Location identification items:
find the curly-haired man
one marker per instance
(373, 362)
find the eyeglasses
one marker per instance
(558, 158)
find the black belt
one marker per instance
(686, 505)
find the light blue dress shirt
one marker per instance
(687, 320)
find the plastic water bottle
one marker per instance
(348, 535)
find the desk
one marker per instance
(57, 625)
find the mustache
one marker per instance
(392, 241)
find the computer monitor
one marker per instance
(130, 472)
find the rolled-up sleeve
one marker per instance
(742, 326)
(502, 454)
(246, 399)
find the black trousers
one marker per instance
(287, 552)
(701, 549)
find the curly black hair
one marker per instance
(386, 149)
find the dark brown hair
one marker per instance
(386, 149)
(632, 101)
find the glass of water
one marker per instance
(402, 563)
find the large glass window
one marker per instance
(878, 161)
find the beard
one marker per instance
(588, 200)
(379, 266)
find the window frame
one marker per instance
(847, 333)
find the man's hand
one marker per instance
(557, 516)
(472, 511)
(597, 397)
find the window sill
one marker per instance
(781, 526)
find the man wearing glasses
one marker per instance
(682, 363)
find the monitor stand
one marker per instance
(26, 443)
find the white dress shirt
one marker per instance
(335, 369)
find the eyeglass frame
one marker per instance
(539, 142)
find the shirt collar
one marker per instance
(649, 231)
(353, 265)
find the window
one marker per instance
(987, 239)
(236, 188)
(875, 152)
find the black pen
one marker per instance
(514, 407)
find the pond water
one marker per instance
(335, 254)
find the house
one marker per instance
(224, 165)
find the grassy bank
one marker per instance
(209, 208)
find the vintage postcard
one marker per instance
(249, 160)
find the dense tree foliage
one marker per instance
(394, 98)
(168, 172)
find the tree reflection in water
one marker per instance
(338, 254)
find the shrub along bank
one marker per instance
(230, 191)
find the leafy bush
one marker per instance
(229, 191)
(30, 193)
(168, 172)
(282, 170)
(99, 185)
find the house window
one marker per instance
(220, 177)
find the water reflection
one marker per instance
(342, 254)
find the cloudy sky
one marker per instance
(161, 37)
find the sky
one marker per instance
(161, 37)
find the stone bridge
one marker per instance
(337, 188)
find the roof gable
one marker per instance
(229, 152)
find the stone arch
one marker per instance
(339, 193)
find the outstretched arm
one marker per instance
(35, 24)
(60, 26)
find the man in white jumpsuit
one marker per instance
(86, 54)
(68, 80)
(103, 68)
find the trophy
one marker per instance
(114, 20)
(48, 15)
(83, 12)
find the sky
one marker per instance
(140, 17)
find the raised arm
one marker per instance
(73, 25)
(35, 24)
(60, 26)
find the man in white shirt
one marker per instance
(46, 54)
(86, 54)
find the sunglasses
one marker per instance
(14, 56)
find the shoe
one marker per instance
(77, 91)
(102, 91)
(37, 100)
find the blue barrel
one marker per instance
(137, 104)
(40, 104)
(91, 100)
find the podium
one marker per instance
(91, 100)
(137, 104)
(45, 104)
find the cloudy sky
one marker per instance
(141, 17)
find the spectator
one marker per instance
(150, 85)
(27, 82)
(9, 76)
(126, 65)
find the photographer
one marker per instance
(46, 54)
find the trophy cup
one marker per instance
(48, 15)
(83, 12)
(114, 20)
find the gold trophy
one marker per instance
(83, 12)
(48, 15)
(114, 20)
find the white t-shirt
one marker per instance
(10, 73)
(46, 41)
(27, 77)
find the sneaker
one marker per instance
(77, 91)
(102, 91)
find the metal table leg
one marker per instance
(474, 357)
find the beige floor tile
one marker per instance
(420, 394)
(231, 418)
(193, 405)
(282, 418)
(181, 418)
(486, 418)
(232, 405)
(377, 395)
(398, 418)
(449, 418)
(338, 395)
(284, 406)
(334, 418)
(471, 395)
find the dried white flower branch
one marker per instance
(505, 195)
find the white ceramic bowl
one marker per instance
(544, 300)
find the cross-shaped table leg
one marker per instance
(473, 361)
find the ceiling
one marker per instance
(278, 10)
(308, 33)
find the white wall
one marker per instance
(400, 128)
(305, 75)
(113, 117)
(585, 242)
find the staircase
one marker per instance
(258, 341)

▶ What you should do:
All of the data above should be transcribed exactly.

▶ Output of the exercise:
find the curly-haired man
one marker per instance
(373, 362)
find the eyeglasses
one marker per instance
(558, 158)
find the black belt
one marker per instance
(686, 505)
find the light blue dress shirt
one marker per instance
(687, 320)
find the plastic water bottle
one marker per instance
(348, 535)
find the desk
one marker per instance
(57, 625)
find the mustache
one marker per instance
(392, 241)
find the computer monitor
one marker per instance
(130, 472)
find the rolled-up sleeve
one marker per instance
(742, 326)
(502, 454)
(246, 399)
find the black trousers
one marker per instance
(287, 552)
(701, 549)
find the curly black hair
one marker per instance
(386, 149)
find the dark brown hair
one marker per instance
(386, 149)
(632, 101)
find the glass of water
one marker per instance
(402, 563)
find the large glass window
one marker per instance
(878, 161)
find the beard
one marker per instance
(588, 200)
(379, 266)
find the window frame
one marker per instance
(847, 333)
find the man's hand
one marker per instance
(557, 516)
(472, 511)
(597, 397)
find the window sill
one marker per instance
(781, 526)
find the man wearing glasses
one marker per instance
(682, 363)
find the monitor stand
one marker per instance
(26, 443)
find the white dress shirt
one marker per instance
(335, 369)
find the eyeglass frame
one marker per instance
(539, 142)
find the shirt collar
one marker per instance
(649, 231)
(353, 265)
find the window
one marker per instance
(987, 239)
(236, 188)
(875, 152)
find the black pen
one marker per instance
(514, 407)
find the pond water
one marker per instance
(335, 254)
find the house
one marker per instance
(224, 165)
find the grassy bank
one marker per instance
(209, 208)
find the vintage postcard
one marker per instance
(249, 160)
find the dense tree foliage
one marker per instance
(394, 98)
(168, 172)
find the tree reflection in water
one marker per instance
(338, 254)
find the shrub along bank
one marker per instance
(230, 191)
find the leafy bush
one marker per instance
(229, 191)
(30, 193)
(168, 172)
(282, 170)
(99, 185)
find the house window
one marker per instance
(220, 177)
find the water reflection
one marker per instance
(342, 254)
find the cloudy sky
one marker per instance
(161, 37)
find the sky
one marker per instance
(161, 37)
find the stone bridge
one marker per instance
(337, 188)
find the roof gable
one marker per instance
(229, 152)
find the stone arch
one marker per instance
(339, 193)
find the outstretched arm
one marker per instance
(35, 24)
(60, 26)
find the man in white jumpsuit
one marker per instance
(86, 54)
(68, 80)
(103, 68)
find the trophy
one marker per instance
(114, 20)
(48, 15)
(83, 12)
find the sky
one marker per instance
(140, 17)
find the raised arm
one marker per instance
(73, 25)
(35, 24)
(60, 26)
find the man in white shirt
one marker per instance
(46, 54)
(86, 54)
find the sunglasses
one marker per instance
(14, 56)
find the shoe
one marker per instance
(77, 91)
(102, 91)
(37, 100)
find the blue barrel
one marker per instance
(137, 104)
(40, 104)
(91, 100)
find the podium
one marker per instance
(91, 100)
(137, 104)
(45, 104)
find the cloudy sky
one marker per instance
(141, 17)
find the spectator
one marker per instance
(150, 85)
(27, 82)
(9, 76)
(126, 65)
find the photographer
one marker per instance
(46, 54)
find the trophy cup
one marker per instance
(48, 15)
(83, 12)
(114, 20)
find the gold trophy
one marker per instance
(83, 12)
(48, 15)
(114, 20)
find the white t-shirt
one marker per instance
(10, 73)
(46, 41)
(27, 77)
find the sneaker
one marker per instance
(77, 91)
(102, 91)
find the metal table leg
one marker per instance
(474, 357)
find the beige floor tile
one marker per instance
(420, 394)
(231, 418)
(193, 405)
(282, 418)
(181, 418)
(486, 418)
(232, 405)
(377, 395)
(398, 418)
(449, 418)
(338, 395)
(284, 406)
(334, 418)
(471, 395)
find the dried white flower branch
one marker per instance
(505, 195)
find the white ceramic bowl
one marker per instance
(544, 300)
find the cross-shaped table leg
one marker per instance
(473, 361)
find the ceiling
one marker per instance
(278, 10)
(308, 33)
find the white wall
one marker per instance
(400, 128)
(305, 75)
(113, 117)
(585, 242)
find the staircase
one marker per instance
(258, 341)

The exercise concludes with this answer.